課題 =>
1: 抜粋本文から「活版印刷とは 活字の文化を残し伝えるー中村活字ー」と「る活版印刷へと進化しました。」の間を、両端を含めて一字も変えずに出力してください。
2: 抜粋本文で、活版印刷に専門の職人の技が必要だとされる工程をすべて挙げよ。

抜粋本文 =>
小猿

活字の文化を残し伝えるー中村活字ー

10月のわくわくツアーで銀座の中村活字さんにおじゃましました。1910年(明治43年)創業の活版印刷の老舗です。5代目社長の中村明久様がお話くださって、珍しい機械や活字に触れさせていただきました。

活版印刷とは

活版印刷とは 活字の文化を残し伝えるー中村活字ー

15世紀にドイツ出身のグーテンベルクによって発明され、聖書が印刷されて広く普及しました。活字を拾い、組み、印刷、作った版をばらす、という工程は専門の職人さんの技が必要です。日本でも、一枚の板に文字や絵を彫った版で印刷する木版印刷から、一字ずつ彫った文字が独立している活字を版に組んで印刷する活版印刷へと進化しました。

データ一覧 =>
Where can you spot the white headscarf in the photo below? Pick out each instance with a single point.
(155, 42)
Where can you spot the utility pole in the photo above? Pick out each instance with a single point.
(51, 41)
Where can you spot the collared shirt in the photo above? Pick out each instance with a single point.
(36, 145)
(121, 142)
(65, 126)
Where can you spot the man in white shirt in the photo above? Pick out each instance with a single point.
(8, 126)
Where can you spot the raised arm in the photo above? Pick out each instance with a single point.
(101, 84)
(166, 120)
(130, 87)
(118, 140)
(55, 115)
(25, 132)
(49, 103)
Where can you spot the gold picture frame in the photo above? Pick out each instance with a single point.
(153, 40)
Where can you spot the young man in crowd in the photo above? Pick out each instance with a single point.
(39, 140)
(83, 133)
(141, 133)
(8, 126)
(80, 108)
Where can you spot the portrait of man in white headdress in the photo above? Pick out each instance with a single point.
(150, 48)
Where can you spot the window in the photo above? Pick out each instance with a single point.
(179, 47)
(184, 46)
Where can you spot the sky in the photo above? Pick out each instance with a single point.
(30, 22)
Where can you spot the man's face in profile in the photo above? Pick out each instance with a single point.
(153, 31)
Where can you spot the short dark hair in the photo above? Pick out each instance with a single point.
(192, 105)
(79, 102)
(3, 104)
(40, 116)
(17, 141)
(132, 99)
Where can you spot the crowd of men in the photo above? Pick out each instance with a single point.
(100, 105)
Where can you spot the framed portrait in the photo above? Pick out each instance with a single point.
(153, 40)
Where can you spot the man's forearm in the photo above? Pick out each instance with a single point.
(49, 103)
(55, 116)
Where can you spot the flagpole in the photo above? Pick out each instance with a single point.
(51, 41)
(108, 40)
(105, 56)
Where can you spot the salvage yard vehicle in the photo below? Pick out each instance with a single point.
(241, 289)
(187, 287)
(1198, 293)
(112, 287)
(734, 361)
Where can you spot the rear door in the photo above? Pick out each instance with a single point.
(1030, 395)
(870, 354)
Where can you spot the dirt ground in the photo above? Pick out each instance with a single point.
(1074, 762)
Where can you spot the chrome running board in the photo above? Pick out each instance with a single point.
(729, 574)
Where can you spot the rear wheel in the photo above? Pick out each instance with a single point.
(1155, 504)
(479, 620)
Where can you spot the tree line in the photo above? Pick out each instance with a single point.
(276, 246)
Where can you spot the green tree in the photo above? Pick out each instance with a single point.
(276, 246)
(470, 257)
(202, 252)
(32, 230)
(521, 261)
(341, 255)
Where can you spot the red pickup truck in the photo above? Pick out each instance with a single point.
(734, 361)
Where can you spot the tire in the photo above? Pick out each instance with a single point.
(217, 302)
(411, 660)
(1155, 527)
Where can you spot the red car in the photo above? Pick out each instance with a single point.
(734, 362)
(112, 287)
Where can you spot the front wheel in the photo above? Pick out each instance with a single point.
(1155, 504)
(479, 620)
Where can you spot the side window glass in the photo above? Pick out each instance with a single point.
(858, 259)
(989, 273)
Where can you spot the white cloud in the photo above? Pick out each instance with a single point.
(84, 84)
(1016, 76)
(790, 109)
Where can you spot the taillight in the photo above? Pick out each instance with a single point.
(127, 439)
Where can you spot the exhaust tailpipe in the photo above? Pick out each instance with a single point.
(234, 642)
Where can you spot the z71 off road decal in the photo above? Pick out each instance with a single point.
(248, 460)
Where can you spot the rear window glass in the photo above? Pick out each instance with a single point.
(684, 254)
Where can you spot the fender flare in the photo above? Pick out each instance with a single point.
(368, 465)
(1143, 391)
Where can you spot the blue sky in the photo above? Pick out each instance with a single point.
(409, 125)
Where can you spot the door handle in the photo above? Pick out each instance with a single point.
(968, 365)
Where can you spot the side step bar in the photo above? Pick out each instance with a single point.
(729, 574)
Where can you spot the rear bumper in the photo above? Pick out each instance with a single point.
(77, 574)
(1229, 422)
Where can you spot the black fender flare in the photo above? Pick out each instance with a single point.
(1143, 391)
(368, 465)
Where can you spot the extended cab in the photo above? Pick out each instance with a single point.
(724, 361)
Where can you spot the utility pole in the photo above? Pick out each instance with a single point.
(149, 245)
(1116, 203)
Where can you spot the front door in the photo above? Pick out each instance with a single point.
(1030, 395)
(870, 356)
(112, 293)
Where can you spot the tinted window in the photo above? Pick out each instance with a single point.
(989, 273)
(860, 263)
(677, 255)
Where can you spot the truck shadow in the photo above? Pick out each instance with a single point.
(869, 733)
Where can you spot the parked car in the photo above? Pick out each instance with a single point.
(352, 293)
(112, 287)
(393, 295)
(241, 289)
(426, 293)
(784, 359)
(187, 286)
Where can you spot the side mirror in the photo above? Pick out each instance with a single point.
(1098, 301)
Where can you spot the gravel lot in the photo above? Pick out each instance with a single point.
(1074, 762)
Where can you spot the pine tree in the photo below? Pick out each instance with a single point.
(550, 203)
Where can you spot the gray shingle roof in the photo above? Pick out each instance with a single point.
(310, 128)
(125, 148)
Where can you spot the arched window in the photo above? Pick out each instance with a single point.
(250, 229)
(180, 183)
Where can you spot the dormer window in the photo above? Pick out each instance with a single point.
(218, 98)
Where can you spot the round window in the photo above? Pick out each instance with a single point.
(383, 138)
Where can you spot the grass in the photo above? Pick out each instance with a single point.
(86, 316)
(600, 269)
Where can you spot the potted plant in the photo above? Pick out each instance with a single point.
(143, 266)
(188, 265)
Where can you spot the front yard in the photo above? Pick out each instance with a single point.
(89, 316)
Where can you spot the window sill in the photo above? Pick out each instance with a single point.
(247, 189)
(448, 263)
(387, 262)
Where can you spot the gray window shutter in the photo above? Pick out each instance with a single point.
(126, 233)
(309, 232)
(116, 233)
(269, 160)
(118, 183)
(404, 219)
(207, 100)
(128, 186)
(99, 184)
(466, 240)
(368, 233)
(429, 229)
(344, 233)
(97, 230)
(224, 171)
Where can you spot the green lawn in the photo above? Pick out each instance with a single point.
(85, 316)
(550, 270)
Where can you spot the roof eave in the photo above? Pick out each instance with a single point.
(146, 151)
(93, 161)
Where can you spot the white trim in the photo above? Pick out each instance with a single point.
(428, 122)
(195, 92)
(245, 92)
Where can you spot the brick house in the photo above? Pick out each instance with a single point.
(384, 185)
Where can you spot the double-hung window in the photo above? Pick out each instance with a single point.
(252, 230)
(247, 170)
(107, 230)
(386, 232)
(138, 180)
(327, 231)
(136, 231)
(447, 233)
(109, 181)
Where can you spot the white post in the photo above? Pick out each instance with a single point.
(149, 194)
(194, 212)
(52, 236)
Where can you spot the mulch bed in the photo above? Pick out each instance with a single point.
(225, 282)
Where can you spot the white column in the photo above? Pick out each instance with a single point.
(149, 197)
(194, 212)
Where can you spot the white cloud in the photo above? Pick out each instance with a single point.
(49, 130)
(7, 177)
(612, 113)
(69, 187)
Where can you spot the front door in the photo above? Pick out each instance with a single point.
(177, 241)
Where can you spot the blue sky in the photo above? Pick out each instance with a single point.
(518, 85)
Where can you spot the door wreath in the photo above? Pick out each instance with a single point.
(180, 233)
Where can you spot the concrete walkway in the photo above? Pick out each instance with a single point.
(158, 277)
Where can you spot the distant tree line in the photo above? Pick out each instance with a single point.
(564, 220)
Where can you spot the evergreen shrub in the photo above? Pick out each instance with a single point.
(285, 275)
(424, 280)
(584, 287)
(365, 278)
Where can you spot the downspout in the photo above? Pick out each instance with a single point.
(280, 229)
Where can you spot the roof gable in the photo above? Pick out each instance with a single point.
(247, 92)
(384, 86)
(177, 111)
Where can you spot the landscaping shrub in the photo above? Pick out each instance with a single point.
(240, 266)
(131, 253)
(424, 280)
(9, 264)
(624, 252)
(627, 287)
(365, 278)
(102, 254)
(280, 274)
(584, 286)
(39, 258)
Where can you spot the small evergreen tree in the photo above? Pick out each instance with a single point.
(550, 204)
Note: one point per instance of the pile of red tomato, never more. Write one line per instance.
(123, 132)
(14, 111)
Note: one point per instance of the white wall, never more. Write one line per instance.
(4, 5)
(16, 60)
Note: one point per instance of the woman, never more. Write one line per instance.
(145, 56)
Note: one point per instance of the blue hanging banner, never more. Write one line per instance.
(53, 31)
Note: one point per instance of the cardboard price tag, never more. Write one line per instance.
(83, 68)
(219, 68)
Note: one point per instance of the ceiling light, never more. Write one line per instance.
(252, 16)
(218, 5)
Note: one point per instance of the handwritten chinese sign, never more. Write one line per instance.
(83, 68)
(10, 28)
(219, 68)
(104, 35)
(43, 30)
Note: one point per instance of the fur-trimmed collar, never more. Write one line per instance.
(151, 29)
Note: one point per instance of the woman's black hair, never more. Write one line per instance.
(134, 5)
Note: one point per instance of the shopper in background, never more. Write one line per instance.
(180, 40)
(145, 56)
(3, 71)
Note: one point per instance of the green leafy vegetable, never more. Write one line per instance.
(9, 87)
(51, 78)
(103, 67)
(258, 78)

解答 =>
1:
活版印刷とは 活字の文化を残し伝えるー中村活字ー

15世紀にドイツ出身のグーテンベルクによって発明され、聖書が印刷されて広く普及しました。活字を拾い、組み、印刷、作った版をばらす、という工程は専門の職人さんの技が必要です。日本でも、一枚の板に文字や絵を彫った版で印刷する木版印刷から、一字ずつ彫った文字が独立している活字を版に組んで印刷する活版印刷へと進化しました。

2:
・活字を拾う
・組む
・印刷する
・作った版をばらす